== Segment start ==

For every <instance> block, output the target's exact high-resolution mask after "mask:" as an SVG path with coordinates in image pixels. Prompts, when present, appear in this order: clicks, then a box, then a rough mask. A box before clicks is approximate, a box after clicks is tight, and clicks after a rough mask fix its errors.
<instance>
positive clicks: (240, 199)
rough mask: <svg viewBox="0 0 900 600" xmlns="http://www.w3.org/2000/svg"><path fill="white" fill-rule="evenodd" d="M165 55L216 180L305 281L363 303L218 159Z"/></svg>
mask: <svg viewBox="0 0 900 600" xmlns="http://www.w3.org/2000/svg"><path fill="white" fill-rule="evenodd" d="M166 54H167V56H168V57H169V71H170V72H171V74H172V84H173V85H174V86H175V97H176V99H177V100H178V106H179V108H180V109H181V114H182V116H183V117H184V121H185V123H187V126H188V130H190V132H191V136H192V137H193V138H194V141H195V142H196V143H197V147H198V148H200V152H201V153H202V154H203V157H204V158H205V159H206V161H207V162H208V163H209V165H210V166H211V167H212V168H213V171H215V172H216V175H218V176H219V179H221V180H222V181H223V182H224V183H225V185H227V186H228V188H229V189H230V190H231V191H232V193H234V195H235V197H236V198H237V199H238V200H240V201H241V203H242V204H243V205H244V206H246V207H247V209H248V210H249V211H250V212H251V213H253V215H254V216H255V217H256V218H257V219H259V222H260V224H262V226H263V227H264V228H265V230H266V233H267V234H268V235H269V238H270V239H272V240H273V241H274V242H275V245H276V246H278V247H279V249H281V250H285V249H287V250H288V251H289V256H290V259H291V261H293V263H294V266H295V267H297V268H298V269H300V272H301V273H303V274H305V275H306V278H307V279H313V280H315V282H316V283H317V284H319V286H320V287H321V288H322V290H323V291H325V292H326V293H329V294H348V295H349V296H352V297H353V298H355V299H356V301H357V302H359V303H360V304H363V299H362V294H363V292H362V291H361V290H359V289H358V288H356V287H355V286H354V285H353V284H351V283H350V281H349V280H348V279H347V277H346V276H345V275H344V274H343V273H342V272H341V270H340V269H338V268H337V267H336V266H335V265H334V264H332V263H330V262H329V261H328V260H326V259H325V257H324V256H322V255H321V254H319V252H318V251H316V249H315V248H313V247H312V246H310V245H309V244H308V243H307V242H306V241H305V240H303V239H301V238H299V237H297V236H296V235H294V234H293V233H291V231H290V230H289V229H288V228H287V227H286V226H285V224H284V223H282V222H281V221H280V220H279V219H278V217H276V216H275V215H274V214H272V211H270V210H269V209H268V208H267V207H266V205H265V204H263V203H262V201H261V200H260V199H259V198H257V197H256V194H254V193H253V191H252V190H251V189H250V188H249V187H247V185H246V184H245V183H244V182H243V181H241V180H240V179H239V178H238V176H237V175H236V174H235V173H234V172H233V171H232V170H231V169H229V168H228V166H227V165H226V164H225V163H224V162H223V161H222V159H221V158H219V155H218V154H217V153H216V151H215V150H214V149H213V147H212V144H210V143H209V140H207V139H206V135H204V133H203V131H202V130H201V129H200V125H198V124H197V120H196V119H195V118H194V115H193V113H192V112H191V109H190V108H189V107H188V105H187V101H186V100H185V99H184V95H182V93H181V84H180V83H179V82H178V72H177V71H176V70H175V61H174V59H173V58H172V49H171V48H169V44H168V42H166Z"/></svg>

== Segment end ==

-- Activity --
Echo every line of the records above, character for character, with nothing added or changed.

-- Answer box --
For every <instance> block, output the target's exact high-resolution mask after "mask:" as an SVG path with coordinates in image pixels. Prompts, when present, appear in this order: clicks, then a box, then a rough mask. A box before clicks is approximate, a box after clicks is tight, and clicks after a rough mask fix its errors.
<instance>
positive clicks: (240, 199)
rough mask: <svg viewBox="0 0 900 600" xmlns="http://www.w3.org/2000/svg"><path fill="white" fill-rule="evenodd" d="M165 55L216 180L305 281L363 303L218 159Z"/></svg>
mask: <svg viewBox="0 0 900 600" xmlns="http://www.w3.org/2000/svg"><path fill="white" fill-rule="evenodd" d="M166 54H167V56H168V57H169V71H170V72H171V74H172V84H173V85H174V86H175V97H176V99H177V100H178V106H179V108H180V109H181V114H182V116H183V117H184V121H185V123H187V126H188V130H190V132H191V136H192V137H193V138H194V141H195V142H196V143H197V147H198V148H200V152H201V153H202V154H203V157H204V158H205V159H206V161H207V162H208V163H209V165H210V166H211V167H212V168H213V171H215V172H216V175H218V176H219V179H221V180H222V181H223V182H224V183H225V185H227V186H228V188H229V189H230V190H231V191H232V193H234V195H235V197H236V198H237V199H238V200H240V201H241V203H242V204H243V205H244V206H246V207H247V209H248V210H249V211H250V212H251V213H253V215H254V216H255V217H256V218H257V219H259V222H260V224H262V226H263V227H264V228H265V230H266V233H267V234H268V235H269V238H270V239H272V240H273V241H274V242H275V245H276V246H278V247H279V249H281V250H285V249H287V250H288V251H289V256H290V259H291V261H293V263H294V266H295V267H297V268H298V269H300V272H301V273H303V274H305V275H306V278H307V279H313V280H315V282H316V283H317V284H319V286H320V287H321V288H322V290H323V291H325V292H326V293H329V294H348V295H349V296H352V297H353V298H355V299H356V301H357V302H359V303H360V304H363V299H362V294H363V292H362V291H361V290H359V289H358V288H356V287H355V286H354V285H353V284H351V283H350V281H349V280H348V279H347V277H346V276H345V275H344V274H343V273H342V272H341V270H340V269H338V268H337V267H336V266H335V265H334V264H332V263H330V262H329V261H328V260H326V259H325V257H324V256H322V255H321V254H319V252H318V251H316V249H315V248H313V247H312V246H310V245H309V244H308V243H307V242H306V241H305V240H303V239H301V238H299V237H297V236H296V235H294V234H293V233H291V231H290V230H289V229H288V228H287V227H286V226H285V224H284V223H282V222H281V221H280V220H279V219H278V217H276V216H275V215H274V214H272V211H270V210H269V209H268V208H267V207H266V205H265V204H263V203H262V201H261V200H260V199H259V198H257V197H256V194H254V193H253V191H252V190H251V189H250V188H249V187H247V185H246V184H245V183H244V182H243V181H241V180H240V179H239V178H238V176H237V175H236V174H235V173H234V172H233V171H232V170H231V169H229V168H228V166H227V165H226V164H225V163H224V162H223V161H222V159H221V158H219V155H218V154H217V153H216V151H215V150H214V149H213V147H212V144H210V143H209V140H207V139H206V135H204V133H203V131H202V130H201V129H200V125H198V124H197V120H196V119H195V118H194V115H193V113H192V112H191V109H190V108H189V107H188V105H187V101H186V100H185V99H184V95H182V93H181V84H180V83H179V82H178V72H177V71H176V70H175V61H174V59H173V58H172V49H171V48H169V44H168V42H166Z"/></svg>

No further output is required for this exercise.